Source document =
_____

Keep stalling on Darfur and there will be no one to save

By: David Alton

For four years, while perhaps as many as 400,000 people have been killed in Darfur, the government of Sudan has cynically manipulated the international community.

While playing fast and loose on promises to allow effective peacekeeping, The Janjaweed militia have simply got on with completing the genocide. By the time United Nations peacekeepers are finally allowed in to Darfur there may well be very few people left alive to protect.

The horrors of Darfur have made a mockery of the United Nation’s self proclaimed doctrine of “the duty to protect” - and where has our appeasement left those who said that after the one million deaths in Rwanda we would intervene whenever and wherever genocide happened again?

It is nearly four years since the start of the Darfur crisis. More than two million people — nearly one in three in Darfur — have had to flee their homes and live frail lives as internally displaced people in sprawling camps; a further 230,000 refugees have fled to Chad; and up to four million people — more than half of . Darfur’s entire populations — are now reliant on humanitarian aid.

While the Janjaweed militias’ reign of terror has relied on plunder, rape and bullets that have been all too real, too often the international community has responded by firing blanks — a litany of endless failed initiatives, lapsed deadlines, and security council resolutions that have not been implemented.

_____

Listed records =
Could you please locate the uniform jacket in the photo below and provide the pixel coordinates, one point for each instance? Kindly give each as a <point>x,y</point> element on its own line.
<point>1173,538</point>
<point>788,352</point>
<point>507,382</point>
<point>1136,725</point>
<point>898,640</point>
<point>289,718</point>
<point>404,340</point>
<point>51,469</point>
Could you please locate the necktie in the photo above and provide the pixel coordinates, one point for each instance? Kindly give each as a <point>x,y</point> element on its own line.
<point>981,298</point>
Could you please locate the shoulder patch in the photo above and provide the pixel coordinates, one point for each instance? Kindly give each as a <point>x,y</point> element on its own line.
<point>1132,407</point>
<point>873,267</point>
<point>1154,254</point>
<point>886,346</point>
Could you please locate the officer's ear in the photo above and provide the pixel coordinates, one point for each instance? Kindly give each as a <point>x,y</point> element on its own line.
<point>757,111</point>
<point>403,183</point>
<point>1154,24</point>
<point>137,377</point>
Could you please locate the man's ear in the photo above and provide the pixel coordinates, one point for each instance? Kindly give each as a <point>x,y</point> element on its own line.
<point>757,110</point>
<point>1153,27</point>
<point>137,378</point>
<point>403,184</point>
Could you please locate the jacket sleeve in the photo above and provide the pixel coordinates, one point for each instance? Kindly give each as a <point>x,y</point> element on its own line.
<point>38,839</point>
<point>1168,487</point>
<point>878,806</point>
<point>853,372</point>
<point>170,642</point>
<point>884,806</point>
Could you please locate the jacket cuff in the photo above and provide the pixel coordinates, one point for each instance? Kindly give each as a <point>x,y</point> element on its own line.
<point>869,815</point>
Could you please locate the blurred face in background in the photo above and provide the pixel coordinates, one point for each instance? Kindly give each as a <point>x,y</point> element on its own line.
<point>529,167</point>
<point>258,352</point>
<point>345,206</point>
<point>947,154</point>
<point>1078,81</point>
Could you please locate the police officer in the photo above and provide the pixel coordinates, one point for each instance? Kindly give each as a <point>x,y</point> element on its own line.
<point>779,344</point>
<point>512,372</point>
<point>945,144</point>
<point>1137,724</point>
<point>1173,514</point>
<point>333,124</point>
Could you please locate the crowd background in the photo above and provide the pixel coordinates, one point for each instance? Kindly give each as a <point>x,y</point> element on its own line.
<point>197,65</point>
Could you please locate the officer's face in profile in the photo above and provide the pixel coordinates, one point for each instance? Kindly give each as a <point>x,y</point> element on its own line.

_____

Tasks =
1) Shorten the paragraph of the Darfur article that begins "While the Janjaweed militias’ reign of terror", keeping its main facts.
2) Write the paragraph that comes next in the Darfur article, following on from its last sentence.
The entries come from a different source than the Darfur article.

Exercise answers =
1) The Janjaweed militias have used real plunder, rape and bullets, while the international community has mostly fired blanks: failed initiatives, missed deadlines and Security Council resolutions never carried out.

2)
Last month yet another agreement was made with the Government of Sudan. The Addis Ababa talks were just the latest version of “peace in our time” with the UN Secretary general sounding like a pale imitation of Neville Chamberlain.

Within days of the new agreement the Sudanese Foreign Minister Liam Akol was denying reports that they had agreed to UN command of the hybrid (African Union and United Nations) force. Instead, he said that the operations on the ground would be run by the AU with merely the assistance of the UN in command and control structures.

At Addis Ababa it was stated that the Sudanese would no longer insist that only African troops would be allowed to serve in the peacekeeping force. Within days Sudanese officials were saying the opposite.

The president, Omar al-Bashir, was quoted as saying that the forces “will be commanded by the AU and its troops would mainly come from African countries”. He added that “only technical and civilian personnel could be sent by non-African countries to join the peace keeping force”.

If Khartoum insists that African troops make up all except the advisory positions in the force then they are basically ruling out a force altogether because there simply aren’t enough suitable African forces available - and they know that.

China, Pakistan and India have expressed interest in contributing troops to the hybrid force, as has Denmark and the Netherlands. Unless these offers are taken up, there is little chance of the hybrid force being deployed to its full capacity and carrying out its mission effectively. Khartoum will use this to under mine the force.

Worst of all, the force is not expected to be sent until next year and in the meantime the Sudanese government is given a free hand to pursue its military campaign in Darfur.

They are laughing at the international community’s impotence just as they have laughed at our failure to impose effective sanctions or to enforce an arms embargo.

Throughout the four years of genocide, Khartoum has backtracked on its agreements and played deadline diplomacy.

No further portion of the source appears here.